▶ [What is expected]: Rewrite every entry below, changing "Objective" to "Goal" and keeping everything else the same.

Object point labels

>>>

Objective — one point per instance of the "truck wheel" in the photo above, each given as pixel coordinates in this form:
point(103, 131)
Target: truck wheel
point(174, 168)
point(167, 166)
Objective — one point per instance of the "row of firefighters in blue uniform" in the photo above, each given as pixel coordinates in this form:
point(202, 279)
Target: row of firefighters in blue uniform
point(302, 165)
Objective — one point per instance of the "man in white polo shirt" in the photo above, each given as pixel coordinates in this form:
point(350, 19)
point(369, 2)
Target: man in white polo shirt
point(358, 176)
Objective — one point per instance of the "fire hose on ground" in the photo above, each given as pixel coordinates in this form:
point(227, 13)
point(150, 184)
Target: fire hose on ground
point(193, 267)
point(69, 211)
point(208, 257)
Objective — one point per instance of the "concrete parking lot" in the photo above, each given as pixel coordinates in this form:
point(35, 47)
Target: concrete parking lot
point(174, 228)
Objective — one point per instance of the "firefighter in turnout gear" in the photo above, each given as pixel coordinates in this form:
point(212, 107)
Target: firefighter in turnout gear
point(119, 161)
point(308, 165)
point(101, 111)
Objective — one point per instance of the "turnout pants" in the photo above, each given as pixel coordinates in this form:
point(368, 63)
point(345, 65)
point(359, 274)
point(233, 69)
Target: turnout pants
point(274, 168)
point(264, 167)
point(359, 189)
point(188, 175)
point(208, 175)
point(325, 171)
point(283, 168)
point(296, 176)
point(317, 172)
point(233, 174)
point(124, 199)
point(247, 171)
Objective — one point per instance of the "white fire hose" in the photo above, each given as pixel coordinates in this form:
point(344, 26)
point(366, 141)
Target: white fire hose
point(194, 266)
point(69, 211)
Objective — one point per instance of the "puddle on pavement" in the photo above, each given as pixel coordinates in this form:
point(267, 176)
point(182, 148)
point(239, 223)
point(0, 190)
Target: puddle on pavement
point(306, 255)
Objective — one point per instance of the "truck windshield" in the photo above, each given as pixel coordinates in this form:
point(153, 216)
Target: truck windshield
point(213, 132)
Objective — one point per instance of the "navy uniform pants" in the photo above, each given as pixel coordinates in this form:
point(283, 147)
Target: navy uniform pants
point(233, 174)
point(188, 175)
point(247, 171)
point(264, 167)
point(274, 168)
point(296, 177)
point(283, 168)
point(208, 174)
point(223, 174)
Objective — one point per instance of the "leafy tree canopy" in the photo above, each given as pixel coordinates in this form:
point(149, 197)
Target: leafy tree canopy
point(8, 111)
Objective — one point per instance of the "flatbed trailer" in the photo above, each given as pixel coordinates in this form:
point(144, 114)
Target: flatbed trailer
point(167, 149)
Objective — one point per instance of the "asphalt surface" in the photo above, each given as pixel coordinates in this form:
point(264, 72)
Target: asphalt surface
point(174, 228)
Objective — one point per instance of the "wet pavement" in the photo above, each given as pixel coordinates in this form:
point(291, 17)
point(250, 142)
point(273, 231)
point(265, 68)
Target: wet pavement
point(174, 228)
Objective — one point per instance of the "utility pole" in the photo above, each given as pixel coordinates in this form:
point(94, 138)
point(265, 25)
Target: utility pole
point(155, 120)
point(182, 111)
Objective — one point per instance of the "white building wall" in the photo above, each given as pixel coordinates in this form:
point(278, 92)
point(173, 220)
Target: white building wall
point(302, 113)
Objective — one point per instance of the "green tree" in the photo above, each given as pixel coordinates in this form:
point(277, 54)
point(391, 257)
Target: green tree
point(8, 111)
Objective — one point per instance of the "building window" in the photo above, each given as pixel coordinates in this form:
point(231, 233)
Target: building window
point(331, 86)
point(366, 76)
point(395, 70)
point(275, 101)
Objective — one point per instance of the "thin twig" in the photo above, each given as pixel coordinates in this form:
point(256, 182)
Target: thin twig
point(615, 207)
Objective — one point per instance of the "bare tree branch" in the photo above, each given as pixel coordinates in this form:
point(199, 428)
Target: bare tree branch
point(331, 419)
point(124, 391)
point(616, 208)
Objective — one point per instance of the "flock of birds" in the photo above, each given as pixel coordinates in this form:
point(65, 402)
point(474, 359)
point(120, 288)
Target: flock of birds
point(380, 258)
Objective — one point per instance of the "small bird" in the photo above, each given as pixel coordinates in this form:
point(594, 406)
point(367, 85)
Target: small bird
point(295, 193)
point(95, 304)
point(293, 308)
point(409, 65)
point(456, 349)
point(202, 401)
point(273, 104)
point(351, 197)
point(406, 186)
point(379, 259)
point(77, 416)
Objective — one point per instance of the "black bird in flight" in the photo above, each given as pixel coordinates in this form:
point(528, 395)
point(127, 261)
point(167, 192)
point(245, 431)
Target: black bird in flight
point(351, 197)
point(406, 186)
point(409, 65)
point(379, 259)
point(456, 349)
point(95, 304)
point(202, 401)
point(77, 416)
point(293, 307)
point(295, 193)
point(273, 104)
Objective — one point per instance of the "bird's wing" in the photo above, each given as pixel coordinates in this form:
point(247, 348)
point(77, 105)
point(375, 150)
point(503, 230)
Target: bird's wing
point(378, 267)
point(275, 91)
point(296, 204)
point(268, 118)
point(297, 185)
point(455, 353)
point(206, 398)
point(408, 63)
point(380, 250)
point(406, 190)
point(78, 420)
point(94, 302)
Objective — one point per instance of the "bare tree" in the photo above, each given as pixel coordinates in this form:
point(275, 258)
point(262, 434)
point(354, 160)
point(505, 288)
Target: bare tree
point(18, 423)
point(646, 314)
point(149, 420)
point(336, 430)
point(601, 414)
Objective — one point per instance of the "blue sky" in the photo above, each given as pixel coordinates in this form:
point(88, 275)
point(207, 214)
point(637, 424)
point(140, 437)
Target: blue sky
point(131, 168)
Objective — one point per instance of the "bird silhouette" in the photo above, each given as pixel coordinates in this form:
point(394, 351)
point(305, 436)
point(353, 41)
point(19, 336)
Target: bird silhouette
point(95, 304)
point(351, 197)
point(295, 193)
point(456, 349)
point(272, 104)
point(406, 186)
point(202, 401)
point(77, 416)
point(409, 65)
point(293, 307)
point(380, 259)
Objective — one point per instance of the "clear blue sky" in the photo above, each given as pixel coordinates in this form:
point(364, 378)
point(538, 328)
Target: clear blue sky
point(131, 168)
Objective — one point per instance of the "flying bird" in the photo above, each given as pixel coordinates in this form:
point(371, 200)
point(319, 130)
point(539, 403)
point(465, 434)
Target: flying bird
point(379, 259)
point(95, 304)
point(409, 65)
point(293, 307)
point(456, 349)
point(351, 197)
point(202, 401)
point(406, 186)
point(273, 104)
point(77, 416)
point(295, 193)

<<<

▶ [The response]:
Goal — one point per instance of the "truck wheel" in the photo above, each given as pixel coordinates in this form:
point(103, 131)
Target: truck wheel
point(174, 168)
point(167, 166)
Goal — one point per instance of the "row of firefighters in blue uniform" in the photo above, each given as pixel coordinates in this form:
point(202, 279)
Target: row of firefighters in blue uniform
point(302, 165)
Goal — one point per instance of the "man in white polo shirt" in the photo above, each given as pixel coordinates in this form:
point(350, 19)
point(369, 2)
Target: man in white polo shirt
point(358, 176)
Goal — one point per instance of the "fire hose on ground" in the photo above, each given as pixel coordinates in this form:
point(227, 13)
point(150, 184)
Target: fire hose on ground
point(193, 267)
point(69, 211)
point(208, 257)
Goal — one point per instance of the "concrete parking lot" in the photo above, each given as pixel coordinates in this form:
point(35, 47)
Target: concrete parking lot
point(174, 228)
Goal — one point per instance of the "firefighter in turnout gear" in the photo above, each given as pixel coordinates in this form:
point(212, 107)
Target: firefighter in turnout gear
point(119, 161)
point(308, 165)
point(101, 111)
Goal — one point per instance of the "turnout pants" in the photo above, each given as pixel coordinates in this form:
point(368, 63)
point(345, 65)
point(359, 274)
point(233, 69)
Target: turnout pants
point(274, 168)
point(264, 167)
point(359, 189)
point(188, 175)
point(208, 175)
point(325, 171)
point(283, 168)
point(296, 176)
point(317, 172)
point(233, 174)
point(124, 199)
point(247, 171)
Goal — one point per instance of the "white fire hose" in the photo above, each given as pixel coordinates in this form:
point(344, 26)
point(366, 141)
Target: white fire hose
point(194, 266)
point(69, 211)
Goal — one point per instance of the "puddle on pavement" in the photo above, each given as pixel coordinates in this form:
point(267, 176)
point(182, 148)
point(239, 223)
point(0, 190)
Target: puddle on pavement
point(306, 255)
Goal — one point per instance of the "truck windshield" in the photo above, each given as pixel coordinates in this form:
point(153, 216)
Target: truck windshield
point(213, 132)
Goal — one point per instance of the "navy uniform pants" in the photo above, each given as pixel coordinates in this form:
point(283, 147)
Target: navy uniform pants
point(233, 174)
point(188, 175)
point(247, 171)
point(264, 167)
point(274, 168)
point(296, 177)
point(283, 168)
point(208, 174)
point(223, 174)
Goal — one point per instance of the "leafy tree canopy" in the photo above, each given as pixel coordinates in this form:
point(149, 197)
Target: leafy tree canopy
point(8, 111)
Goal — one point per instance of the "flatbed trailer" in the photo above, each given as pixel coordinates in this form:
point(144, 114)
Target: flatbed trailer
point(167, 149)
Goal — one point per instance of the "asphalt surface" in the photo above, each given as pixel coordinates in this form:
point(264, 72)
Target: asphalt surface
point(174, 228)
Goal — one point per instance of the "wet pavement" in the photo above, each given as pixel coordinates in this form:
point(291, 17)
point(250, 142)
point(273, 231)
point(265, 68)
Target: wet pavement
point(174, 228)
Goal — one point per instance of the "utility pole" in the photo above, each given as pixel coordinates in this form:
point(94, 138)
point(265, 25)
Target: utility pole
point(155, 120)
point(182, 111)
Goal — one point per instance of the "white building wall" in the photo above, each given as pixel coordinates in this form:
point(278, 92)
point(173, 220)
Target: white building wall
point(302, 113)
Goal — one point per instance of the "green tree" in the photo above, each given as pixel coordinates in this form:
point(277, 54)
point(391, 257)
Target: green tree
point(8, 111)
Goal — one point per instance of the "building window" in the photo above, each given as pixel coordinates in this form:
point(231, 233)
Target: building window
point(331, 86)
point(366, 76)
point(395, 70)
point(275, 101)
Goal — one point per instance of the "thin twig" in the photo above, each given as pixel coordinates in this form:
point(256, 182)
Target: thin twig
point(615, 207)
Goal — one point per instance of the "bare tree branch" in the photo above, each given as pixel coordinates in this form:
point(199, 428)
Target: bare tree branch
point(331, 419)
point(124, 391)
point(616, 208)
Goal — one point per instance of the "flock of birds" in the photo above, each given as pixel coordinates in this form:
point(65, 402)
point(474, 359)
point(120, 288)
Target: flock of birds
point(380, 258)
Goal — one point per instance of the "small bird" in the photo above, each given as pixel coordinates in this form:
point(594, 406)
point(367, 85)
Target: small bird
point(295, 193)
point(95, 304)
point(293, 308)
point(409, 65)
point(456, 349)
point(202, 401)
point(273, 104)
point(351, 197)
point(406, 186)
point(379, 259)
point(77, 416)
Goal — one point per instance of the "black bird in flight" in the photo above, each given as pixel coordinates in this form:
point(528, 395)
point(127, 261)
point(167, 192)
point(245, 431)
Target: black bird in flight
point(351, 197)
point(406, 186)
point(409, 65)
point(379, 259)
point(456, 349)
point(95, 304)
point(202, 401)
point(77, 416)
point(293, 307)
point(295, 193)
point(273, 104)
Goal — one point per instance of the "bird's wing" in the photo above, each given as pixel coordinates in this form:
point(247, 348)
point(77, 105)
point(375, 150)
point(503, 230)
Target: bird's wing
point(378, 267)
point(275, 91)
point(296, 204)
point(268, 118)
point(297, 185)
point(455, 353)
point(206, 398)
point(408, 63)
point(380, 250)
point(406, 190)
point(78, 420)
point(94, 302)
Goal — one point per instance of the "bare tree" in the photo above, each given as pixel coordinates in this form:
point(275, 258)
point(262, 434)
point(354, 160)
point(505, 288)
Target: bare tree
point(18, 423)
point(646, 314)
point(149, 420)
point(336, 430)
point(601, 414)
Goal — one point per instance of the "blue sky" in the photo above, each given as pixel coordinates in this form:
point(88, 275)
point(207, 214)
point(637, 424)
point(140, 437)
Target: blue sky
point(131, 168)
Goal — one point per instance of the "bird silhouette" in the photo above, each given as pixel coordinates in this form:
point(394, 351)
point(305, 436)
point(353, 41)
point(19, 336)
Target: bird silhouette
point(95, 304)
point(351, 197)
point(295, 193)
point(456, 349)
point(272, 104)
point(406, 186)
point(202, 401)
point(77, 416)
point(409, 65)
point(293, 307)
point(380, 259)
Goal — one point per instance of the "clear blue sky" in the photo above, each given as pixel coordinates in this form:
point(364, 378)
point(538, 328)
Target: clear blue sky
point(131, 168)
Goal — one point per instance of the "flying bird" in the photo above, each given as pixel coordinates in this form:
point(371, 200)
point(319, 130)
point(539, 403)
point(465, 434)
Target: flying bird
point(379, 259)
point(95, 304)
point(409, 65)
point(293, 307)
point(456, 349)
point(351, 197)
point(202, 401)
point(406, 186)
point(273, 104)
point(77, 416)
point(295, 193)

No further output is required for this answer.